Problem
Reproduce the text below about Andy Palmer's investment in AppMap word for word, from the first sentence to the last.

>> START Source extract

It’s an honor to announce Andy Palmer, Co-Founder and CEO of Tamr and Founder of Koa Labs, as a supporter and investor in AppMap. Andy is a legend in the tech community, having helped found and/or fund more than 60 startups spanning the software, healthcare and life science industries.
Andy has a long history with Elizabeth and Kevin. He was a founding board member at their first company, Conjur, and has helped guide their careers as serial entrepreneurs and technical leaders over the past two decades.
We spoke to Andy about why he decided to invest in AppMap and what he’s most excited about for the company. Read on to learn more.
Why did you decide to invest in AppMap?
What Elizabeth and Kevin are doing at AppMap is transformational. By building a system to enable the visual representation of code, AppMap has the potential to improve the productivity of all developers, and enable enterprises to unlock the potential of legacy infrastructure and minimize the risk of aging code bases.
So much time and effort goes into writing code that goes into production, but when that code needs to be upgraded, changed or when it breaks, it takes an inordinate amount of time for developers to understand the code base of interest. Elizabeth and Kevin have created a framework at AppMap that enables any developer to quickly and easily understand any code base – no matter how antiquated or complex it may be – so developers can fix bugs, upgrade/maintain the code base as operating systems change, enhance the code base and ultimately replace the system effectively.
Consider the old languages that run on mainframes: COBOL, Fortran, etc. Last spring, there were only a handful of COBOL programmers capable of understanding and responding to collapsing state unemployment websites. This is one example of literally thousands of situations that occur every day as we begin to deal with the legacy of all the code currently in production. If what Marc Andreesen said is true – that “software is eating the world” – then AppMap is ensuring we don’t have continuous indigestion.

>> END Source extract
>> START Extracted material

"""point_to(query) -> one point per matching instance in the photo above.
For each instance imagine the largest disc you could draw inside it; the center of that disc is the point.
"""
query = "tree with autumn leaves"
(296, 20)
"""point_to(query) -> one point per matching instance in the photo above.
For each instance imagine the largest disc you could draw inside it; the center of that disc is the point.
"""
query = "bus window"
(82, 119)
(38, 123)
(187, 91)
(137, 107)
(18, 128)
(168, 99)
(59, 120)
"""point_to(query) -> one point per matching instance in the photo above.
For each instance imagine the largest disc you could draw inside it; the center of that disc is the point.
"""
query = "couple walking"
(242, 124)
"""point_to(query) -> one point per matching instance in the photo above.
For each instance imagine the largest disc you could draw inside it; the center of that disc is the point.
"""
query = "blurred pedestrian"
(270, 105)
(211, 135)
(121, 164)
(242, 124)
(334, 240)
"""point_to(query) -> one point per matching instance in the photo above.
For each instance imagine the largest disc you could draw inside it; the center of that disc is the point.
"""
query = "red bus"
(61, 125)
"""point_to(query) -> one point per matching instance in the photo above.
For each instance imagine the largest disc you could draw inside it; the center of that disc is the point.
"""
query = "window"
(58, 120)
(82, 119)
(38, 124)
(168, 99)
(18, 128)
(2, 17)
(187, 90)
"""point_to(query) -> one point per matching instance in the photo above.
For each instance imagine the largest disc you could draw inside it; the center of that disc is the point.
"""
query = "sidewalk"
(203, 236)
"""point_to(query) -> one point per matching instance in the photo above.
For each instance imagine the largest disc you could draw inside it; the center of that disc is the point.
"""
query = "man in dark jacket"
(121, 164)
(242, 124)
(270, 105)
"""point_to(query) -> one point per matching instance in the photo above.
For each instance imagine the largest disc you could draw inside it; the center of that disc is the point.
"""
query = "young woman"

>> END Extracted material

Written solution
It’s an honor to announce Andy Palmer, Co-Founder and CEO of Tamr and Founder of Koa Labs, as a supporter and investor in AppMap. Andy is a legend in the tech community, having helped found and/or fund more than 60 startups spanning the software, healthcare and life science industries.
Andy has a long history with Elizabeth and Kevin. He was a founding board member at their first company, Conjur, and has helped guide their careers as serial entrepreneurs and technical leaders over the past two decades.
We spoke to Andy about why he decided to invest in AppMap and what he’s most excited about for the company. Read on to learn more.
Why did you decide to invest in AppMap?
What Elizabeth and Kevin are doing at AppMap is transformational. By building a system to enable the visual representation of code, AppMap has the potential to improve the productivity of all developers, and enable enterprises to unlock the potential of legacy infrastructure and minimize the risk of aging code bases.
So much time and effort goes into writing code that goes into production, but when that code needs to be upgraded, changed or when it breaks, it takes an inordinate amount of time for developers to understand the code base of interest. Elizabeth and Kevin have created a framework at AppMap that enables any developer to quickly and easily understand any code base – no matter how antiquated or complex it may be – so developers can fix bugs, upgrade/maintain the code base as operating systems change, enhance the code base and ultimately replace the system effectively.
Consider the old languages that run on mainframes: COBOL, Fortran, etc. Last spring, there were only a handful of COBOL programmers capable of understanding and responding to collapsing state unemployment websites. This is one example of literally thousands of situations that occur every day as we begin to deal with the legacy of all the code currently in production. If what Marc Andreesen said is true – that “software is eating the world” – then AppMap is ensuring we don’t have continuous indigestion.